Problem statement
Scale the part that opens with the first line and closes with the line containing "point(321, 543)" (both ends included) by writing out all of those lines in full and multiplying each answer coordinate by 1.2, rounded to a whole number with halves going up. Leave every other number unchanged and leave the pictures out.

-- Start of Stored rows --

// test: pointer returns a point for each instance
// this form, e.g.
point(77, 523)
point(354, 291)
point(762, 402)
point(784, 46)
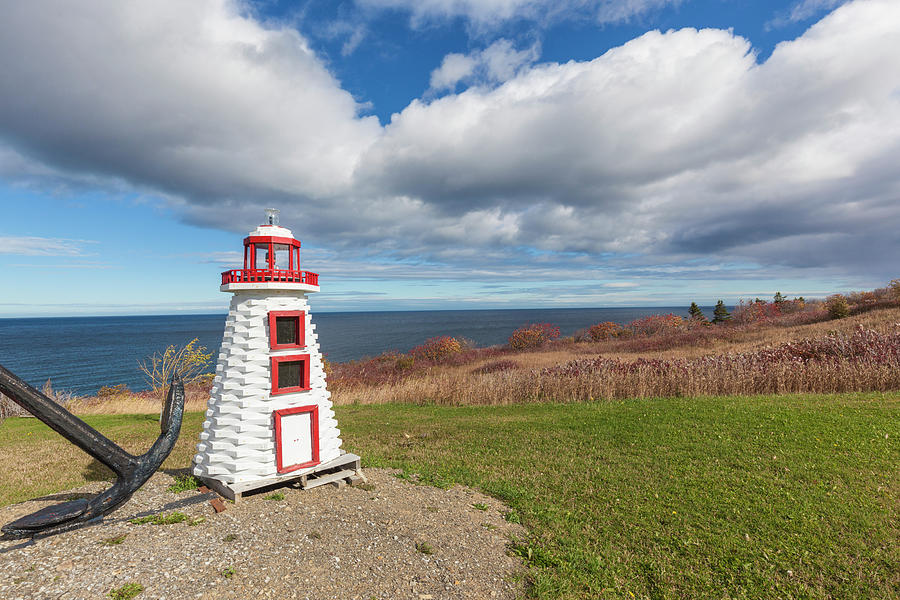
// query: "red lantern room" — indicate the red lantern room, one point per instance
point(271, 255)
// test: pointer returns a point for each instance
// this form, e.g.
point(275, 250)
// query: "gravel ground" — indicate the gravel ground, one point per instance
point(321, 543)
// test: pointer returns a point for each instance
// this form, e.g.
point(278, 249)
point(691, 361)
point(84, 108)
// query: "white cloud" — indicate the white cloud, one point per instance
point(676, 144)
point(192, 97)
point(39, 246)
point(674, 153)
point(495, 64)
point(485, 14)
point(803, 10)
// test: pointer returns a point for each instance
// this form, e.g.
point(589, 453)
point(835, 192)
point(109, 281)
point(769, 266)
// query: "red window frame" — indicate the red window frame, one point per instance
point(304, 384)
point(314, 436)
point(300, 341)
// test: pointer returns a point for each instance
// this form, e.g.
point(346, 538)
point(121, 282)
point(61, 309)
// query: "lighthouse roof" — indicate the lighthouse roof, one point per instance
point(273, 231)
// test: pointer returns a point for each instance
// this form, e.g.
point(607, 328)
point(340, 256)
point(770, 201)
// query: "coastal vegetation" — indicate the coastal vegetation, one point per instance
point(750, 457)
point(739, 497)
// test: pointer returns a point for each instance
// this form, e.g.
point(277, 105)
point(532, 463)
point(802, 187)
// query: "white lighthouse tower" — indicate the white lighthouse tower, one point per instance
point(269, 417)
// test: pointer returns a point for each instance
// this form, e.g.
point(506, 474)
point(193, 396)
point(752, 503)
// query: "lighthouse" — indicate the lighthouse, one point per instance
point(269, 419)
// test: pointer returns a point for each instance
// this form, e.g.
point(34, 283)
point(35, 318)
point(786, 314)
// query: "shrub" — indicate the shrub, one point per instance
point(837, 306)
point(533, 335)
point(757, 311)
point(111, 391)
point(496, 367)
point(894, 287)
point(437, 349)
point(697, 315)
point(190, 361)
point(604, 331)
point(720, 313)
point(656, 324)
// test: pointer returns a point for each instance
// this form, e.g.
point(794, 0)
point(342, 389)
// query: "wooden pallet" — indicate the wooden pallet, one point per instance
point(339, 471)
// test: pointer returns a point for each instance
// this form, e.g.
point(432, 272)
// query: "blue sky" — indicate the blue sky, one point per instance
point(438, 154)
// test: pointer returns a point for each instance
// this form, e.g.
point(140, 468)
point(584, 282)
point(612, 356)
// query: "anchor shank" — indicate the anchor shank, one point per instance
point(65, 423)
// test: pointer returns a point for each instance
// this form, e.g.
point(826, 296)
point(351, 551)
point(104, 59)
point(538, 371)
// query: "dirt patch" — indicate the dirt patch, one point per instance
point(394, 539)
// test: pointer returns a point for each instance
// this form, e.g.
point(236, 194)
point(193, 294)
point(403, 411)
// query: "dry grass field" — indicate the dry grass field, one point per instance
point(737, 360)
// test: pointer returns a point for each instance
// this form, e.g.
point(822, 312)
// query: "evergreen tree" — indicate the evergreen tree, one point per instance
point(720, 314)
point(696, 313)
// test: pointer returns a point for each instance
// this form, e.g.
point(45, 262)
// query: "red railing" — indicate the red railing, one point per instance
point(264, 275)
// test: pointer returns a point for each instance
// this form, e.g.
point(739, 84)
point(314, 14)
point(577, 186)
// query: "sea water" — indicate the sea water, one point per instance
point(81, 354)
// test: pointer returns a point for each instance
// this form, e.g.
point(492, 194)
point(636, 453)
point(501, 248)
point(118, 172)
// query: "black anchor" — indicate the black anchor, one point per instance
point(131, 471)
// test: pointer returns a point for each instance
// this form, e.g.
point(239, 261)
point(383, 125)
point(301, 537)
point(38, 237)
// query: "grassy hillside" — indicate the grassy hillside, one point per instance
point(756, 497)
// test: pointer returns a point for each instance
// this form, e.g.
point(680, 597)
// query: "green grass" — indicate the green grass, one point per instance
point(126, 592)
point(184, 483)
point(700, 498)
point(785, 497)
point(161, 519)
point(114, 541)
point(36, 461)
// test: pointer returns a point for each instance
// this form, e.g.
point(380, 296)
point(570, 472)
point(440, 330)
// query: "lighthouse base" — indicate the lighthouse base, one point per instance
point(344, 468)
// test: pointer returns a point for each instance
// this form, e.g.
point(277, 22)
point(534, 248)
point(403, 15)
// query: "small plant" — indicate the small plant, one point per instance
point(405, 362)
point(126, 592)
point(696, 314)
point(184, 483)
point(604, 331)
point(533, 335)
point(496, 366)
point(655, 324)
point(189, 361)
point(512, 517)
point(424, 548)
point(720, 313)
point(111, 391)
point(160, 519)
point(838, 307)
point(114, 541)
point(437, 349)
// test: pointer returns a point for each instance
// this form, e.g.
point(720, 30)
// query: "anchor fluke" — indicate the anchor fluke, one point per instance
point(131, 471)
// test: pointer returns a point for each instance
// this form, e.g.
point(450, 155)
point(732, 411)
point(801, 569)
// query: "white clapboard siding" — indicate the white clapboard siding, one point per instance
point(237, 444)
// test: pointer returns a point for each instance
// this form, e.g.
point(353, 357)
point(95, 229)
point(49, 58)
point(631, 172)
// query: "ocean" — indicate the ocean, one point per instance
point(81, 354)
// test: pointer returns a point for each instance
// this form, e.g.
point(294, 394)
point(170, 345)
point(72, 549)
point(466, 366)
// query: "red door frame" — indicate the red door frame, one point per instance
point(314, 437)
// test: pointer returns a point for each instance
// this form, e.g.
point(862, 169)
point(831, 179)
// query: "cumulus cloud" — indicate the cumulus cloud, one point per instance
point(193, 98)
point(486, 14)
point(803, 10)
point(677, 154)
point(495, 64)
point(677, 144)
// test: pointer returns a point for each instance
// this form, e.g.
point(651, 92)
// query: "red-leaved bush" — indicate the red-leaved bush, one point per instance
point(533, 335)
point(437, 349)
point(604, 331)
point(656, 324)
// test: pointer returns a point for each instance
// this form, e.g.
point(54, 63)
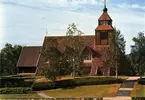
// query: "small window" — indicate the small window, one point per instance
point(103, 35)
point(89, 57)
point(103, 38)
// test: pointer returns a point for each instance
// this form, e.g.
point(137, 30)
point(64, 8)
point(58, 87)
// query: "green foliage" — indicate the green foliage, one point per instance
point(137, 56)
point(138, 98)
point(9, 56)
point(74, 82)
point(141, 81)
point(14, 82)
point(15, 90)
point(86, 70)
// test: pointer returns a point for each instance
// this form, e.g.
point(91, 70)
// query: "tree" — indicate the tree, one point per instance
point(9, 56)
point(114, 53)
point(138, 54)
point(76, 43)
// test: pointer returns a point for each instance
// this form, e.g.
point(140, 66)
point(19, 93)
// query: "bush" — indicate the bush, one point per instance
point(43, 86)
point(15, 90)
point(74, 82)
point(138, 98)
point(141, 81)
point(14, 82)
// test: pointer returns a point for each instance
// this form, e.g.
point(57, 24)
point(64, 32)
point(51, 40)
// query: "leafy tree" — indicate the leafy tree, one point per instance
point(115, 52)
point(9, 56)
point(138, 54)
point(76, 43)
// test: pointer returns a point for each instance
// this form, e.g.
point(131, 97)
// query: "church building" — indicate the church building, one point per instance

-- End of Stored rows --

Answer to this problem
// test: pointer returns a point for each instance
// this form, e.g.
point(77, 523)
point(354, 291)
point(762, 402)
point(784, 46)
// query: "red lantern room" — indicate the red lantern room, one point per instance
point(325, 306)
// test: pointer returns a point for each instance
// this form, e.g.
point(275, 250)
// query: "gravel ground" — indicate the gravel ground, one point per instance
point(385, 652)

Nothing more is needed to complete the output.